§ Quoted passage:
------------------------
Verses 1–8

The scope of these verses is to convince the people of Israel that God had a controversy with them. That which the prophet has to say to them is to let them know that the Lord has something to say against them, Amos 3:1. They were his peculiar people above others, knew his name, and were called by it; nevertheless he had something against them, and they were called to hear what it was, that they might consider what answer they should make, as the prisoner at the bar is told to hearken to his indictment. The children of Israel would not regard the words of counsel and comfort that God had many a time spoken to them, and now they shall be made to hear the word of reproof and threatening that the Lord has spoken against them; for he will act as he has spoken.

I. Let them know that the gracious cognizance God has taken of them, and the favours he has bestowed upon them, should not exempt them from the punishment due to them for their sins. Israel is a family that God brought up out of the land of Egypt, (Amos 3:1), and it was no more than a family when it went down thither; thence God delivered it; thence he fetched it to be a family to himself. It is not only the ten tribes, the kingdom of Israel, that must take notice of this, but that of Judah also, for it is spoken against the whole family that God brought up out of Egypt. It is a family that God has bestowed distinguishing favours upon, has owned in a peculiar manner. You only have I known of all the families of the earth. Note, God’s church in the world is a family dignified above all the families of the earth. Those that know God are known of him. In Judah is God known, and therefore Judah is more than any people known of God. God has known them, that is, he has chosen them, covenanted with them, and conversed with them as his acquaintance. Now, one would think, it should follow, “Therefore I will spare you, will connive at your faults, and excuse you.” No: Therefore I will punish you for all your iniquities. Note, The distinguishing favours of God to us, if they do not serve to restrain us from sin, shall not serve to exempt us from punishment; nay, the nearer any are to God in profession, and the kinder notice he has taken of them, the more surely, the more quickly, and the more severely will he reckon with them, if they by a course of wilful sin profane their character, disgrace their relation to him, violate their engagements, and put a slight upon the favours and honours with which they have been distinguished. Therefore they shall be punished, because their sins dishonour him, affront him, and grieve him, more than the sins of others, and because it is necessary that God should vindicate his own honour by making it appear that he hates sin and hates it most in those that are nearest to him; if they be but as bad as others, they shall be punished worse than others, because it is justly expected that they should be so much better than others. Judgment begins at the house of God, begins at the sanctuary; for God will be sanctified either by or upon those that come nigh unto him, Lev. 10:3.

II. Let them know that they could not expect any comfortable communion with God unless they first made their peace with him (Amos 3:3): Can two walk together except they be agreed? No; how should they? Where there is not friendship there can be no fellowship; if two persons be at variance, they must first accommodate the matters in difference between them before there can be any interchanging of good offices. Israel has affronted God, had broken their covenant with him, and ill-requited his favours to them; and yet they expected that he should continue to walk with them, should take their part, act for them, and give them assurances of his presence with them, though they took no care by repentance and reformation to agree with their adversary and to turn away his wrath. “But how can that be?” says God. “While you continue to walk contrary to God you can look for no other than that he should walk contrary to you,” Lev. 26:23, 24. Note, We cannot expect that God should be present with us, or act for us, unless we be reconciled to him. God and man cannot walk together except they be agreed. Unless we agree with God in our end, which is his glory, we cannot walk with him by the way.
------------------------
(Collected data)
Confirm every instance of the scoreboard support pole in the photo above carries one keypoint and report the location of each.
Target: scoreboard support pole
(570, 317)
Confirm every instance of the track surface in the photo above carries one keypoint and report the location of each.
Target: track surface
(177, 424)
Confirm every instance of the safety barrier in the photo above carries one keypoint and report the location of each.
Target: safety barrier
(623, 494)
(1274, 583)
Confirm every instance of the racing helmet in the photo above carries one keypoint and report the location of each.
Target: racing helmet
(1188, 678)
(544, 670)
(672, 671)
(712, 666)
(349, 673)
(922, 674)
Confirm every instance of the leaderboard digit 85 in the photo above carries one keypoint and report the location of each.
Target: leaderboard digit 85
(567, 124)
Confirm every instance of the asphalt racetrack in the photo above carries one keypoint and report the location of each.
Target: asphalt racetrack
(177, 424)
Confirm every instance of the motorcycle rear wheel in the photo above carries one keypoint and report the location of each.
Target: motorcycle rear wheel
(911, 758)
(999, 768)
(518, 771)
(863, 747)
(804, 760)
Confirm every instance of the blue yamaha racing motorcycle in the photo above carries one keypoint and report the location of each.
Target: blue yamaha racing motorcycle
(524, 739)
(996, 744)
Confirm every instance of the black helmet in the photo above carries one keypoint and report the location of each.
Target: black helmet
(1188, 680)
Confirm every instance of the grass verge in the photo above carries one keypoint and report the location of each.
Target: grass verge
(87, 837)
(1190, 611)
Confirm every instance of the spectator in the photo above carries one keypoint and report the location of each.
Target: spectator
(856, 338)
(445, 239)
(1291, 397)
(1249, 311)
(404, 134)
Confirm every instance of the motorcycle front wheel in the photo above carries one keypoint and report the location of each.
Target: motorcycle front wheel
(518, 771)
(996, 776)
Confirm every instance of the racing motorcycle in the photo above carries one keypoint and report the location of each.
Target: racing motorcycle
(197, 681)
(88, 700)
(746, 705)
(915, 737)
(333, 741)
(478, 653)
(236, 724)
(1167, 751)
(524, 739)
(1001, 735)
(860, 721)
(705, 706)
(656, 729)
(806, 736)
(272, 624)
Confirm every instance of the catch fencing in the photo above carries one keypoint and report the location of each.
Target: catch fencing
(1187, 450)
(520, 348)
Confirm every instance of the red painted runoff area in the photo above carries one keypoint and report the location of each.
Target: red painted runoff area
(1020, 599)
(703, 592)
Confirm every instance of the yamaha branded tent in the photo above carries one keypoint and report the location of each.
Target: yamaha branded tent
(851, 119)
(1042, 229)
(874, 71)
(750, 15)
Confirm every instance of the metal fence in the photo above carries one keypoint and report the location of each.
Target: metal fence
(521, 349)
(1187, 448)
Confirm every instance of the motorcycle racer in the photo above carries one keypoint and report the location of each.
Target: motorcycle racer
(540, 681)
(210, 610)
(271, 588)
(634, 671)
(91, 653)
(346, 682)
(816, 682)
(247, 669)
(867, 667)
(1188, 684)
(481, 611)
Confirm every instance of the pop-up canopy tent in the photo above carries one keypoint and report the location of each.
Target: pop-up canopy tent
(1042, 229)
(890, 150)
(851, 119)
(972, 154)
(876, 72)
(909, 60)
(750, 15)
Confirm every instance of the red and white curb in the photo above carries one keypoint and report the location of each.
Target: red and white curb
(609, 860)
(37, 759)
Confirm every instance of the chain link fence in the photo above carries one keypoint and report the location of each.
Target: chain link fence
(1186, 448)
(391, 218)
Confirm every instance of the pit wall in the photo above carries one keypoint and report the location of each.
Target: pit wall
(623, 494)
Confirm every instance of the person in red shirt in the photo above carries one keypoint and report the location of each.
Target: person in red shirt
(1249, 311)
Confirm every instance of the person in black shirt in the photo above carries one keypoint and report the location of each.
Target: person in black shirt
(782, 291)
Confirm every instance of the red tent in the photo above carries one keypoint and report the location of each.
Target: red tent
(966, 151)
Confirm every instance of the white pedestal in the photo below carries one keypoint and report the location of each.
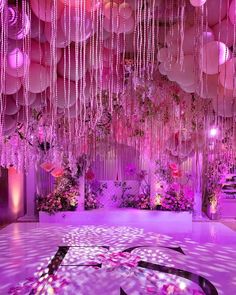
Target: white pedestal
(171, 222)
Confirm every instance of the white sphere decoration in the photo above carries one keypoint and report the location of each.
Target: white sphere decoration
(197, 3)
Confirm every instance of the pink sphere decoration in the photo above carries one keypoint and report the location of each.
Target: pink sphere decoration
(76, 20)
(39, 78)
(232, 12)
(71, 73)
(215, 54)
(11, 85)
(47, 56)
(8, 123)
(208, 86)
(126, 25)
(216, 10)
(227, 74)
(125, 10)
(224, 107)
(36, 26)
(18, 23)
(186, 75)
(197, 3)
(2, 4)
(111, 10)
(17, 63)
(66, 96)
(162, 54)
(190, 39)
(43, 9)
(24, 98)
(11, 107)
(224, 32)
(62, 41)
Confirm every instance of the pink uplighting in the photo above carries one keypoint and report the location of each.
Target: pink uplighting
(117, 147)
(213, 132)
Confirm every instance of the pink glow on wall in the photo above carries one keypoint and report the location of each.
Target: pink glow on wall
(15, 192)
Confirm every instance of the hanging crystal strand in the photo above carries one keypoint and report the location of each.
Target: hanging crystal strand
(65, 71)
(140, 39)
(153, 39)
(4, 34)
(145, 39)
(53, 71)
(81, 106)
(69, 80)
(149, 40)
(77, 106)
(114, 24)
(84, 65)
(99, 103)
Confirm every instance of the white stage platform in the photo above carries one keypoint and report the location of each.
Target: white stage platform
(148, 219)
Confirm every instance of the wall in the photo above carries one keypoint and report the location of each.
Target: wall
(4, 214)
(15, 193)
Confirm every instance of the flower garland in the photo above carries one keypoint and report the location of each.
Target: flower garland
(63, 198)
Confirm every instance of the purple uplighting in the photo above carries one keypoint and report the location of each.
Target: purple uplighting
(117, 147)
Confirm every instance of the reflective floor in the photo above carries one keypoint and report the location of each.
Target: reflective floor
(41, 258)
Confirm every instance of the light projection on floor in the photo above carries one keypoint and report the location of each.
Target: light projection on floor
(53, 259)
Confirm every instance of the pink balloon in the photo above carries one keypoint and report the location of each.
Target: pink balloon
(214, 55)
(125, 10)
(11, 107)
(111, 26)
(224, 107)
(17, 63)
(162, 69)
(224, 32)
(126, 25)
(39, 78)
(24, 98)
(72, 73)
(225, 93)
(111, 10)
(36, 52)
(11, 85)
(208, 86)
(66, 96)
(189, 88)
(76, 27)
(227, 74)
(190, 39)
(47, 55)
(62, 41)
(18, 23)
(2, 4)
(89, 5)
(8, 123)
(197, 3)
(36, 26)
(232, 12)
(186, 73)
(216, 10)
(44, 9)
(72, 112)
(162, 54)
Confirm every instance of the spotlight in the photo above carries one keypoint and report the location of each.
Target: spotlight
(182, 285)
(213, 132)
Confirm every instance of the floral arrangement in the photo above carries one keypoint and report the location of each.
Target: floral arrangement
------------------------
§ Parts of the exercise:
1. Reproduce verbatim the lines of the entries starting at the line containing "Confirm every instance of the pink balloon" and ending with the last line of the entries.
2. Carry on the commentary on Amos 3 from the point at which it stops.

§ Answers for this exercise:
1.
Confirm every instance of the pink balloon in the photo above carries one keypoint and report the location of each.
Target: pink balloon
(214, 55)
(125, 10)
(11, 107)
(111, 26)
(224, 107)
(17, 63)
(162, 69)
(224, 32)
(126, 25)
(39, 78)
(24, 98)
(72, 73)
(225, 93)
(111, 10)
(36, 52)
(11, 85)
(208, 86)
(66, 96)
(189, 88)
(76, 27)
(227, 74)
(190, 39)
(47, 55)
(62, 41)
(18, 23)
(2, 4)
(89, 5)
(8, 123)
(197, 3)
(36, 26)
(232, 12)
(186, 73)
(216, 10)
(44, 9)
(72, 112)
(162, 54)
Confirm every instance of the spotlight in the photo above carries one keypoint and report the location of each.
Target: spotlight
(182, 285)
(213, 132)
Confirm every instance of the floral arrangement in the photo above carries one keypoint and report the location of each.
Target: floral arrangement

2.
III. Let them know that the warnings God gave them of judgments approaching were not causeless and groundless, merely to amuse them, but certain declarations of the wrath of God against them, which (if they did not speedily repent) they would infallibly feel the effects of (Amos 3:4): “Will a lion roar in the forest when he has no prey in view? No: he roars upon his prey. Nor will a young lion cry out of his den if the old lion have taken nothing to bring home to him; nor would God thus give you warning both by the threatenings of his word, and by less judgments, if you had not by your sins made yourselves a prey to his wrath, nor if he were not really about to fall upon you with desolating destroying judgments.” Note, The threatenings of the word and providence of God are not bugbears, to frighten children and fools, but are certain inferences from the sin of man and certain presages of the judgments of God.

IV. Let them know that, as their own wickedness was the procuring cause of these judgments, so they shall not be removed till they have done their work, Amos 3:5. When God has come forth to contend with a sinful people it is necessary that they should understand, 1. That it is their own sin that has entangled them; for can a bird fall in a snare upon the earth where no gin is for him? No, nature does not lay snares for the creatures, but the art of men; a bird is not taken in a snare by chance, but with the fowler’s design; so the providence of God prepares trouble for sinners, and it is in the work of their own hands that they are snared. Affliction does not spring out of the dust, but it is God’s justice, and our own wickedness, that correct us. 2. It is nothing but their own repentance that can disentangle them; for shall one take up a snare from the earth, which he laid with design, except he have taken something as he designed? So neither will God remove the affliction he has sent till it have done its work and accomplished that for which he sent it. If our hearts be duly humbled, and we are brought by our afflictions to confess and forsake our sins, then the snare has taken something, then the point is gained, the end is answered, and then, and not till then, the snare is broken, is taken up from the earth, and we are delivered in love and mercy.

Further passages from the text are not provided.